-- Begin --

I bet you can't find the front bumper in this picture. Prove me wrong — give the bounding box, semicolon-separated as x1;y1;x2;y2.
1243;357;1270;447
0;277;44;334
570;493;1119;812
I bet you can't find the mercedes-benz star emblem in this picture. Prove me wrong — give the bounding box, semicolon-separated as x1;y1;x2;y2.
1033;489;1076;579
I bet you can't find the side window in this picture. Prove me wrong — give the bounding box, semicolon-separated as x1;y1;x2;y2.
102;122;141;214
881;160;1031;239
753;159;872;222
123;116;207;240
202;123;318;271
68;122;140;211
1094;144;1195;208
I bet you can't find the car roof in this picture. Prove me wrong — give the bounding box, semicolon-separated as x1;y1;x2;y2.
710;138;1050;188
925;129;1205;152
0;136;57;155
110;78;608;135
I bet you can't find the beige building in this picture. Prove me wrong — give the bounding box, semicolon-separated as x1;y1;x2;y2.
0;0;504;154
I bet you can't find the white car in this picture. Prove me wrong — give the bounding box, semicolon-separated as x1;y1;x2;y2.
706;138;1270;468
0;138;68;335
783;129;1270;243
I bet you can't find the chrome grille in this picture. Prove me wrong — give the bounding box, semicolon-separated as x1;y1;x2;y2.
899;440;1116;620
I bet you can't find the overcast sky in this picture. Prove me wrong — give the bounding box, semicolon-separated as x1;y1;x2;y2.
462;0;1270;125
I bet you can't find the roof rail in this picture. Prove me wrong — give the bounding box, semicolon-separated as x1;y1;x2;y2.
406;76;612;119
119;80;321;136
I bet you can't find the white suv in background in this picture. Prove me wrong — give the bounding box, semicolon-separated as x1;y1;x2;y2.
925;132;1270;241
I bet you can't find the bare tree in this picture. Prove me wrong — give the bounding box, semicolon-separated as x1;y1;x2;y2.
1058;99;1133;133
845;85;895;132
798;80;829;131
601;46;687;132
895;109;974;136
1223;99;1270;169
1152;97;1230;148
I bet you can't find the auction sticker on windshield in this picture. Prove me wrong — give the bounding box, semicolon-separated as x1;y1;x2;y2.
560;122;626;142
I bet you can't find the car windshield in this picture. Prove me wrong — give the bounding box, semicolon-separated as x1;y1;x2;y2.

-- End --

Stated goal: Copy out every entry above, swapping "picture" for "image" wherever it appears and leaving everything else unchanged.

Task output:
I bet you can't find the front bumper in this image. Prove me wrong — give the bounding box, semicolon-separated as x1;y1;x2;y2.
1243;357;1270;447
0;277;44;334
570;493;1119;812
I bet you can't find the mercedes-benz star emblem in this image. Prove me wrong — give the bounding box, semicolon-separated as x1;y1;x2;y2.
1033;489;1076;579
I bet you can't find the side window in this image. Prove me wrong — give the bounding box, semicolon-separated as x1;y1;x2;y2.
102;122;141;214
881;160;1031;239
753;159;872;222
123;116;207;240
202;123;318;271
68;122;140;211
1094;144;1195;208
I bet you can't find the car roof in this image. Prove me wrong — give the bounding box, semicolon-separated as x1;y1;x2;y2.
710;138;1050;188
925;129;1205;152
0;136;57;155
110;78;608;135
I bet you can't find the beige building in this image. Prove me wrong — give the bounding box, semicolon-separated as x1;y1;x2;y2.
0;0;504;154
I bet you can't find the white car in this image. Prove me wrong — give the bounding box, semicolon-separated as x1;y1;x2;y2.
706;138;1270;468
0;138;68;335
783;129;1270;243
I bet you can't find the chrome grille in this image. Prove me wrong — give the bounding box, semicolon-separated as x1;y1;x2;y2.
899;440;1116;620
I bet you can't find the overcast sky in this image. Prove me wrong — give the bounding box, semicolon-separated as x1;y1;x2;y2.
462;0;1270;125
I bet you can't find the roof rail in this image. Prove me wrong — give the bounding box, semicolon-separated as x1;y1;x2;y2.
406;76;612;119
119;80;321;136
I bet you can't find the white suv in background in this image. Prove me wrong — give the bounding box, semicolon-separated as x1;y1;x2;y2.
925;132;1270;241
I bet you can't find the bare tree in this image. Prove me wrong — give the bounding box, semicolon-separated as x1;y1;x2;y2.
1058;99;1133;133
845;85;895;132
798;80;829;131
601;46;687;132
895;109;974;136
1223;99;1270;169
1152;97;1230;148
I bet you can't find the auction sticker on windshield in this image. Prove me wrong — give the bounding box, semicolon-separated as x1;y1;x2;y2.
560;122;626;142
I bet you can't find the car windshield in this image. Prove me wrong — give the bounding box, semicolon-separated as x1;y1;x2;y2.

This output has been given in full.